** Start Provided entries **

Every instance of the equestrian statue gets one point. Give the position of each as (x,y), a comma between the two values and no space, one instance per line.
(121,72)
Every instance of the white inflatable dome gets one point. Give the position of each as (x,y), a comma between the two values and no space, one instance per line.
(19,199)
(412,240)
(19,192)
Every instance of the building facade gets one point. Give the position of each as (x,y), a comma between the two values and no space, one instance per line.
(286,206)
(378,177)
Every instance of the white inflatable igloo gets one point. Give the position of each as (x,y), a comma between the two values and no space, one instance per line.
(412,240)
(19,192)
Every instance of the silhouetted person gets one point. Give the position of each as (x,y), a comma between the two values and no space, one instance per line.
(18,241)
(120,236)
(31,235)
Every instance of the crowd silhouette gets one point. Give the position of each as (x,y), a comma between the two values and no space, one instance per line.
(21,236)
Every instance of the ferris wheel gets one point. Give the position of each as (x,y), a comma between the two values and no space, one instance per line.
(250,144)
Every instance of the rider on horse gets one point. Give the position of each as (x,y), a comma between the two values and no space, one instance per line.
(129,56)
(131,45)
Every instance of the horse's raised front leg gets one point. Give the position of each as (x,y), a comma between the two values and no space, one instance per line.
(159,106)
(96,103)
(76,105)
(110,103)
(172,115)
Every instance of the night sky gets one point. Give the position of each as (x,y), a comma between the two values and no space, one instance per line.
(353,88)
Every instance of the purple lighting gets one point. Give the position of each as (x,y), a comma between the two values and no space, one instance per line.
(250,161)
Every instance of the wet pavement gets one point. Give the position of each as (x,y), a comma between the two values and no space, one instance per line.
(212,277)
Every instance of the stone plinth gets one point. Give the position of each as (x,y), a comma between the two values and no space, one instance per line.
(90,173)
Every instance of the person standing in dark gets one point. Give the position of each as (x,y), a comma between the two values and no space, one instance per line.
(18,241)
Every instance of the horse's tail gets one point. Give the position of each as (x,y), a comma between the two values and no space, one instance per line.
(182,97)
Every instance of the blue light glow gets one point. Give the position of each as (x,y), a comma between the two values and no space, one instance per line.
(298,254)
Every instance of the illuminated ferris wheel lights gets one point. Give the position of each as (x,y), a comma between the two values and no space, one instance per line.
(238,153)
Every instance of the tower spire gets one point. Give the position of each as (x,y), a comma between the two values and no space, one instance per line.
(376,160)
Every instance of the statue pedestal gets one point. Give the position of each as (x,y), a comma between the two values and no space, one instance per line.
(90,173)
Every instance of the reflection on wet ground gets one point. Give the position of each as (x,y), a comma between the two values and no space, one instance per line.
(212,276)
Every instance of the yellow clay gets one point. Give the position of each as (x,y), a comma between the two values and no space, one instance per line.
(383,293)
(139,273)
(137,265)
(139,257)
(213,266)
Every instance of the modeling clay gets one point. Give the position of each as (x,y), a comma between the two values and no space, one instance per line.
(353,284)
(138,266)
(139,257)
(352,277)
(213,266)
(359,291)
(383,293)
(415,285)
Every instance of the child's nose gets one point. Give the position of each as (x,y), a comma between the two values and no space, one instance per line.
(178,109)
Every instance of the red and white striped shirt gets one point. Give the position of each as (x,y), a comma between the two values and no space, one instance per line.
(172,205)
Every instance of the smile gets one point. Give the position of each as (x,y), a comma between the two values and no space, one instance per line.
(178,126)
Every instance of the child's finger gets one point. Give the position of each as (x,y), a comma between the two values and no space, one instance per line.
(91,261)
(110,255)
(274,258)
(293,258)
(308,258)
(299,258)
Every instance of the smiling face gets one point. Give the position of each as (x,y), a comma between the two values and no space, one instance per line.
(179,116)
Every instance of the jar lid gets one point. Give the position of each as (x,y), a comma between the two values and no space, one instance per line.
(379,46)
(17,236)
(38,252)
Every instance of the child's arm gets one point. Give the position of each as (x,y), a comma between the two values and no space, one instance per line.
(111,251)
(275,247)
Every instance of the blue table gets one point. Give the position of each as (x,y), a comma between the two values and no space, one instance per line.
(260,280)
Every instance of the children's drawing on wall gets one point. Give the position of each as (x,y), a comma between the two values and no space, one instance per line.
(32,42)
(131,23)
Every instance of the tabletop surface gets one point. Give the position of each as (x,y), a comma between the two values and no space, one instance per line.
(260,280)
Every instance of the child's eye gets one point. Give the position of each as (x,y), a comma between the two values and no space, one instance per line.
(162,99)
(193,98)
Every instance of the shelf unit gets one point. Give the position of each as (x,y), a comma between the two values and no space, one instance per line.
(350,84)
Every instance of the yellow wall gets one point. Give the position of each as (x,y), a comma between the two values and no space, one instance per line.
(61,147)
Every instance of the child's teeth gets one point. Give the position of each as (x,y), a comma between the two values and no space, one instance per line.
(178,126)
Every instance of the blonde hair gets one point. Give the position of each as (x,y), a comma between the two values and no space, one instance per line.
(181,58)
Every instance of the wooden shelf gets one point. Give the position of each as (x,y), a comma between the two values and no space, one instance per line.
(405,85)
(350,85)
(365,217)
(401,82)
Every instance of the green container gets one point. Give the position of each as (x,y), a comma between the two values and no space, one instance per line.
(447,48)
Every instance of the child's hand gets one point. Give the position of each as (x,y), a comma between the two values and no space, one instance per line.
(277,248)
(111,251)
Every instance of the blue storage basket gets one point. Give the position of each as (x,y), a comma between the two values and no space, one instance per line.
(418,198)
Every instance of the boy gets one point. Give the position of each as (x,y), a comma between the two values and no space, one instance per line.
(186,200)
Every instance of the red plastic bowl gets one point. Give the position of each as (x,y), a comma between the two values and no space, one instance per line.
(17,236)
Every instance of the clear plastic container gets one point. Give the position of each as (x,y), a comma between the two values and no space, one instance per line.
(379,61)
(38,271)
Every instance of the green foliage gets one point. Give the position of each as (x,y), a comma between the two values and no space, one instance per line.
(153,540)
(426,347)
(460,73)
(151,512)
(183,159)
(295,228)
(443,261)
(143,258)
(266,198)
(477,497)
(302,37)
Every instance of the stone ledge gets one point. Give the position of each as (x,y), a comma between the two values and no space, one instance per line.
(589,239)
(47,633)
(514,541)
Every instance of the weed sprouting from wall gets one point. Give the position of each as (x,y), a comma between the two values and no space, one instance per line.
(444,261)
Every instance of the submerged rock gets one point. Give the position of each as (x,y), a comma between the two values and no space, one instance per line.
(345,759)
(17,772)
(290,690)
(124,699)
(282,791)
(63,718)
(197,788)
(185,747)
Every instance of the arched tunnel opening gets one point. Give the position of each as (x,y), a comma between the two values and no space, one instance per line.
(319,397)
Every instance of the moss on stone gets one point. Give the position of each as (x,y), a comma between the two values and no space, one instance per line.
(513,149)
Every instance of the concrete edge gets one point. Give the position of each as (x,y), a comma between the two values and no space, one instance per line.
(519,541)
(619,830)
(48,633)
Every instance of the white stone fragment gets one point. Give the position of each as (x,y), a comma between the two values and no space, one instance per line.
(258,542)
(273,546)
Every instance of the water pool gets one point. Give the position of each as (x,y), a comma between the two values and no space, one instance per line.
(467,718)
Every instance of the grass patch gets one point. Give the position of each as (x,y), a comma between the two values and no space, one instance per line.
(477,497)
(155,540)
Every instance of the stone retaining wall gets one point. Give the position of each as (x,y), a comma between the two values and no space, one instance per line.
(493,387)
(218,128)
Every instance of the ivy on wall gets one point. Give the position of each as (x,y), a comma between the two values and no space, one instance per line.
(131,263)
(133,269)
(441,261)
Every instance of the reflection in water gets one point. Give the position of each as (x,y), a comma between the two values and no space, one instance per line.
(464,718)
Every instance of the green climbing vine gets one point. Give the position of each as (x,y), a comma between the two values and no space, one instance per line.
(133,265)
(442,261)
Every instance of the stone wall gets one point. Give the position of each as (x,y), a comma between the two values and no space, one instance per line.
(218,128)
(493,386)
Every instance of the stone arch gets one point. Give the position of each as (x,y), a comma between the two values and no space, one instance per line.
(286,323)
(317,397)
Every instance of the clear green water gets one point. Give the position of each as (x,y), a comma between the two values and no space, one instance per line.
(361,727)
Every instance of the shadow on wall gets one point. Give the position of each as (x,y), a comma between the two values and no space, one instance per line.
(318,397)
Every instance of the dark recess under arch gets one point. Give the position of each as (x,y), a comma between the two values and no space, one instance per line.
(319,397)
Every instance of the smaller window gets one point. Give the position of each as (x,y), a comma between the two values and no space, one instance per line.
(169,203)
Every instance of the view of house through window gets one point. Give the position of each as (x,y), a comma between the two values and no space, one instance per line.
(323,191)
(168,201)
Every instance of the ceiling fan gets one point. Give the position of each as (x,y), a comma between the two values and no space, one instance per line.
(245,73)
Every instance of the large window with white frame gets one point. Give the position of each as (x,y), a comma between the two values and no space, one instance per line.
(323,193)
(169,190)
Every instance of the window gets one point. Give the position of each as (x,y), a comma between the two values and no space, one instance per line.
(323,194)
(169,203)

** End Provided entries **

Given request:
Reproduce word for word the rows starting at the line that contains "Every instance of the window" and running through the last line of the rows, including both ends.

Output below:
Every instance of the window gets one point. Give the position of each as (x,y), a comma between the two values and no space, one instance per line.
(323,194)
(169,203)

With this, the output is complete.